Pour éclairer ces questions, nous allons traiter de la manière dont les ouvriers étrangers, issus d’une immigration de travail, se sont intégré au mouvement communiste, et les débats qu’il y a eu sur la façon de prendre en compte ou pas leurs spécificités sociale, culturelle, voire religieuse et les oppressions spécifiques qu’ils subissaient (racisme, inégalité des droits etc.).

 

La pratique de l’Internationale Communiste

 

Au début du XXème siècle et surtout après la création de l’Internationale communiste, le rapport entre l’unité et l’autonomie dans l’organisation des ouvriers étrangers est clair dans ses principes. L’union de tous les ouvriers opprimés doit se faire dans une même organisation révolutionnaire [3]. Les partis communistes sont alors des sections nationales de l’Internationale. Le Parti communiste n’est pas encore français, mais la section française de l’Internationale communiste. Tout ouvrier communiste étranger se doit de militer dans le Parti de son pays de résidence. Cela n’exclut pas que dans ce parti existent des structures spécifiques par nationalité (dits groupes de langue) qui permettent aux ouvriers ou ouvrières étrangers de participer pleinement aux activités du Parti en prenant en compte leurs difficultés spécifiques.

········

Consigne 1: Extrayez toutes les lignes ci-dessous qui contiennent la chaîne « marker ».

········

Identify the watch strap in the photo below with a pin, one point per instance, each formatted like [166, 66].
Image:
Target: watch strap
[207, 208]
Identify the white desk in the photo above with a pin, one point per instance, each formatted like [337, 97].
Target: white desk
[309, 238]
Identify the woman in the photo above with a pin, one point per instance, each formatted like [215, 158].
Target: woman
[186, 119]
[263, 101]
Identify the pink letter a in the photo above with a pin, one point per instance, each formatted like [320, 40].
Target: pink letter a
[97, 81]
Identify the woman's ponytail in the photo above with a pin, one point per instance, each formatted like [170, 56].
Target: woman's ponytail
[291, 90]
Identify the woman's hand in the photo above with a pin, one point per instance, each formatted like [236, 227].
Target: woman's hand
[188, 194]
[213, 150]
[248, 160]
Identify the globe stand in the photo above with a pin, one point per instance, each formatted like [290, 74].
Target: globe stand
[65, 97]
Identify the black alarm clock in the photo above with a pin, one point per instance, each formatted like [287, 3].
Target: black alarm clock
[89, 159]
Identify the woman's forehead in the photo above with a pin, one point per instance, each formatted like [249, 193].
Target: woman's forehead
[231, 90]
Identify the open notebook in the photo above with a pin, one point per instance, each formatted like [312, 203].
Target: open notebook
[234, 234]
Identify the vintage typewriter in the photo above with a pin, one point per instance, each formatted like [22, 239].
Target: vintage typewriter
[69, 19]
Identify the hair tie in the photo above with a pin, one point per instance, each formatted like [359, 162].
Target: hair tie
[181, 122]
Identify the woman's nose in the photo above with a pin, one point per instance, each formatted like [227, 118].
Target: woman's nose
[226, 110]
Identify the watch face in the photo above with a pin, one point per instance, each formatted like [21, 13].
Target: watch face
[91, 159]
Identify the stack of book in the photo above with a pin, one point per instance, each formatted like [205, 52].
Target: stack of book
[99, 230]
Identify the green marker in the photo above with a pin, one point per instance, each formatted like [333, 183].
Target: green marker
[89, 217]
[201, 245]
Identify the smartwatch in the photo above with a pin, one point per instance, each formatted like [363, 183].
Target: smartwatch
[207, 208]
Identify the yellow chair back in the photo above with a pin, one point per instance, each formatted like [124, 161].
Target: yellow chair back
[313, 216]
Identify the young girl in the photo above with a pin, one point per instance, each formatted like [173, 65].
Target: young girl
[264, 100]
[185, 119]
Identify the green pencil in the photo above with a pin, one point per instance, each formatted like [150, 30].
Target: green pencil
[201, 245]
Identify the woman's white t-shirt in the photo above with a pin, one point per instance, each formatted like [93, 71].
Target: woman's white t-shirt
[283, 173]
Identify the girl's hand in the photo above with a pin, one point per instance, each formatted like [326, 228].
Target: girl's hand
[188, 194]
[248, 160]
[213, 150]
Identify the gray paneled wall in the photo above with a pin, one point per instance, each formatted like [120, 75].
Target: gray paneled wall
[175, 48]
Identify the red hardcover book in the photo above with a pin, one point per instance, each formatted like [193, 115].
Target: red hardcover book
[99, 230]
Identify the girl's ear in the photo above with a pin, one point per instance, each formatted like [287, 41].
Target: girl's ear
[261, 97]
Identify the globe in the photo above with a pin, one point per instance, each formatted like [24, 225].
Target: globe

········

Consigne 2: Dans l'extrait sur les ouvriers étrangers et le mouvement communiste, quel nom donne-t-on aux structures spécifiques par nationalité au sein du parti ?

Réponse attendue 1:
Identify the green marker in the photo above with a pin, one point per instance, each formatted like [333, 183].
Target: green marker

Réponse attendue 2: Des groupes de langue.